Your tasks:
(a) In the research highlight below, what do goblet cells secrete onto the ocular surface?
(b) From the research highlight below, repeat word for word the part that opens with the words containing "A New High Contrast" and closes with "ocular surface diseases.".

Page excerpt:
Start of Block

Research Highlights

A New High Contrast Imaging Method of Conjunctival Goblet Cells May Help Diagnosis of Dry Eyes

2019-11-25 51

[Professor Ki Hean Kim and his research team developed the world’s first high-contrast imaging method of conjunctival goblet cells, which could be used in the diagnosis of ocular surface diseases including dry eyes]


Goblet cells are epithelial cells that secrete mucins onto the ocular surface to maintain the wet environment for protection with tear. Goblet cells are closely related to autoimmune diseases including dry eyes, and chemical burns. Therefore, it is very important to examine goblet cells to better understand and diagnose ocular surface diseases.

Professor Ki Hean Kim and Mr. Seonghan Kim of POSTECH Department of Mechanical Engineering and Division of Integrative Biosciences and Biotechnology collaborated with Dr. Myoung Joon Kim, who is a former ophthalmology professor at Seoul Asan Medical Center and is currently practicing at Renew Seoul Eye Center, Seoul, in finding a better way of assessing goblet cells and they successfully developed an non-invasive imaging technology of conjunctival goblet cells with high definition.

End of Block

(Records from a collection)

Start of Block

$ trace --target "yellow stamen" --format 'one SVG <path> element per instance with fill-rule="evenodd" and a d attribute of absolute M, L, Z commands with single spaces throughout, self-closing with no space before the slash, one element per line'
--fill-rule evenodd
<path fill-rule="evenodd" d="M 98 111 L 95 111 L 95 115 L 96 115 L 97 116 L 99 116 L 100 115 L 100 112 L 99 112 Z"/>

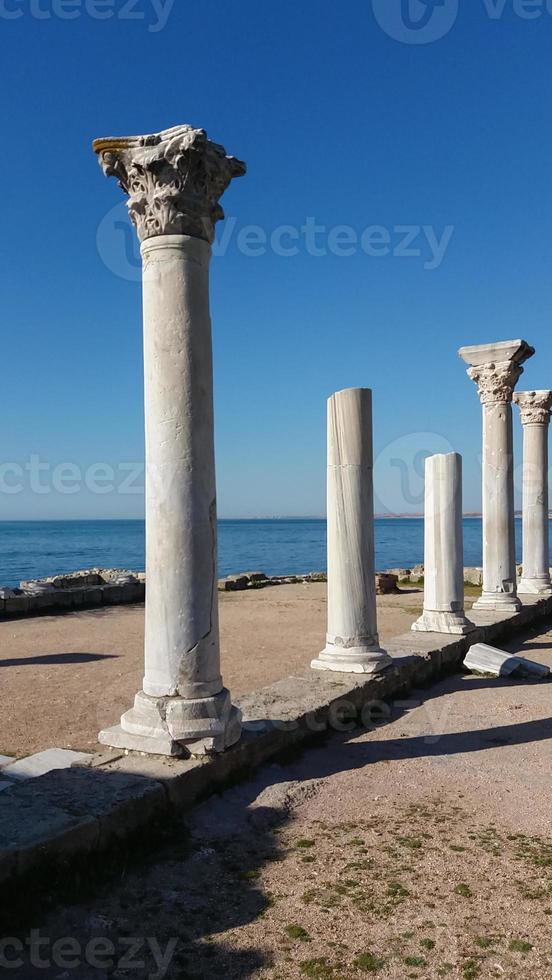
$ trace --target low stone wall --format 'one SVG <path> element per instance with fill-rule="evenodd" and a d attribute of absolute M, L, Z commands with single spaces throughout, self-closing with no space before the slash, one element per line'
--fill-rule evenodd
<path fill-rule="evenodd" d="M 143 602 L 145 594 L 143 572 L 92 568 L 21 582 L 18 589 L 0 588 L 0 617 Z"/>
<path fill-rule="evenodd" d="M 521 566 L 518 566 L 518 575 L 521 576 Z M 412 568 L 389 568 L 385 572 L 376 572 L 376 594 L 387 595 L 398 592 L 398 586 L 404 584 L 421 587 L 423 580 L 423 565 L 414 565 Z M 326 572 L 308 572 L 306 575 L 242 572 L 220 579 L 218 588 L 219 592 L 244 592 L 247 589 L 264 589 L 275 585 L 326 581 Z M 470 585 L 481 586 L 483 570 L 465 568 L 464 581 Z M 20 582 L 18 589 L 0 587 L 0 618 L 143 602 L 145 593 L 144 572 L 131 572 L 121 568 L 90 568 L 68 575 L 23 581 Z"/>
<path fill-rule="evenodd" d="M 0 885 L 6 894 L 17 883 L 28 893 L 51 894 L 64 876 L 102 852 L 148 835 L 282 752 L 349 731 L 382 707 L 404 699 L 444 673 L 459 669 L 473 643 L 500 644 L 515 630 L 545 628 L 552 598 L 527 597 L 520 612 L 504 619 L 473 611 L 476 629 L 468 636 L 406 633 L 386 644 L 392 665 L 380 674 L 312 671 L 305 667 L 261 691 L 236 699 L 243 712 L 240 741 L 221 755 L 168 759 L 104 751 L 89 763 L 47 772 L 0 793 Z M 492 683 L 492 681 L 490 682 Z M 431 695 L 430 695 L 431 696 Z M 343 728 L 343 725 L 348 727 Z"/>

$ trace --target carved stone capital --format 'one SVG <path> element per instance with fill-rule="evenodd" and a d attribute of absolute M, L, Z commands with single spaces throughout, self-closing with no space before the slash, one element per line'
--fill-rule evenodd
<path fill-rule="evenodd" d="M 128 194 L 140 241 L 191 235 L 212 242 L 224 217 L 219 199 L 232 178 L 245 173 L 244 163 L 193 126 L 97 139 L 93 149 L 106 176 L 116 177 Z"/>
<path fill-rule="evenodd" d="M 552 391 L 516 391 L 522 425 L 548 425 L 552 410 Z"/>
<path fill-rule="evenodd" d="M 511 402 L 523 374 L 522 364 L 535 353 L 525 340 L 501 340 L 492 344 L 461 347 L 458 354 L 469 364 L 468 377 L 475 381 L 483 405 Z"/>
<path fill-rule="evenodd" d="M 514 388 L 523 368 L 513 361 L 497 361 L 469 368 L 468 377 L 475 381 L 482 405 L 511 402 Z"/>

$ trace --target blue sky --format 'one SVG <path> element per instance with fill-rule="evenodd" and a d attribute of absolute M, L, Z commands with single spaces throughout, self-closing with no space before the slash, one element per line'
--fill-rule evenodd
<path fill-rule="evenodd" d="M 419 454 L 447 449 L 478 509 L 457 348 L 524 337 L 518 387 L 552 383 L 550 7 L 412 0 L 415 30 L 400 0 L 0 0 L 1 516 L 143 512 L 137 253 L 90 143 L 181 122 L 248 165 L 212 266 L 220 516 L 324 512 L 349 386 L 374 390 L 376 510 L 420 510 Z"/>

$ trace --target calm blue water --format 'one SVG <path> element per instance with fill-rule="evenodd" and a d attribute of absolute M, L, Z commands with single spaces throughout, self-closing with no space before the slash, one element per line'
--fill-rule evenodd
<path fill-rule="evenodd" d="M 423 561 L 423 520 L 376 520 L 376 567 Z M 521 521 L 516 520 L 521 560 Z M 481 565 L 481 519 L 464 520 L 464 564 Z M 0 522 L 0 585 L 80 568 L 144 568 L 143 521 Z M 262 571 L 286 575 L 326 569 L 326 522 L 219 522 L 219 575 Z"/>

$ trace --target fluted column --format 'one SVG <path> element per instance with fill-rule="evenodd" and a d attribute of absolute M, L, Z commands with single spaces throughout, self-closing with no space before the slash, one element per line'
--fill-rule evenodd
<path fill-rule="evenodd" d="M 474 609 L 515 613 L 516 588 L 512 395 L 522 364 L 535 353 L 525 340 L 462 347 L 483 406 L 483 594 Z"/>
<path fill-rule="evenodd" d="M 464 615 L 462 457 L 439 453 L 425 461 L 424 611 L 412 629 L 469 633 Z"/>
<path fill-rule="evenodd" d="M 519 391 L 523 426 L 523 575 L 520 595 L 550 595 L 548 547 L 548 428 L 552 391 Z"/>
<path fill-rule="evenodd" d="M 328 400 L 328 632 L 317 670 L 374 673 L 391 662 L 378 640 L 374 567 L 372 392 Z"/>
<path fill-rule="evenodd" d="M 219 198 L 245 167 L 191 126 L 94 150 L 128 194 L 141 241 L 146 424 L 143 689 L 99 739 L 221 751 L 240 716 L 220 673 L 209 263 Z"/>

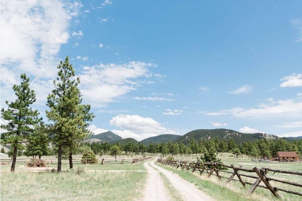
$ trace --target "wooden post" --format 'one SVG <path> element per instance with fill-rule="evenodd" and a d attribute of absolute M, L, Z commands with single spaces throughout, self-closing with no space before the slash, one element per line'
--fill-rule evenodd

End of Block

Answer list:
(a) Mucins.

(b)
A New High Contrast Imaging Method of Conjunctival Goblet Cells May Help Diagnosis of Dry Eyes

2019-11-25 51

[Professor Ki Hean Kim and his research team developed the world’s first high-contrast imaging method of conjunctival goblet cells, which could be used in the diagnosis of ocular surface diseases including dry eyes]


Goblet cells are epithelial cells that secrete mucins onto the ocular surface to maintain the wet environment for protection with tear. Goblet cells are closely related to autoimmune diseases including dry eyes, and chemical burns. Therefore, it is very important to examine goblet cells to better understand and diagnose ocular surface diseases.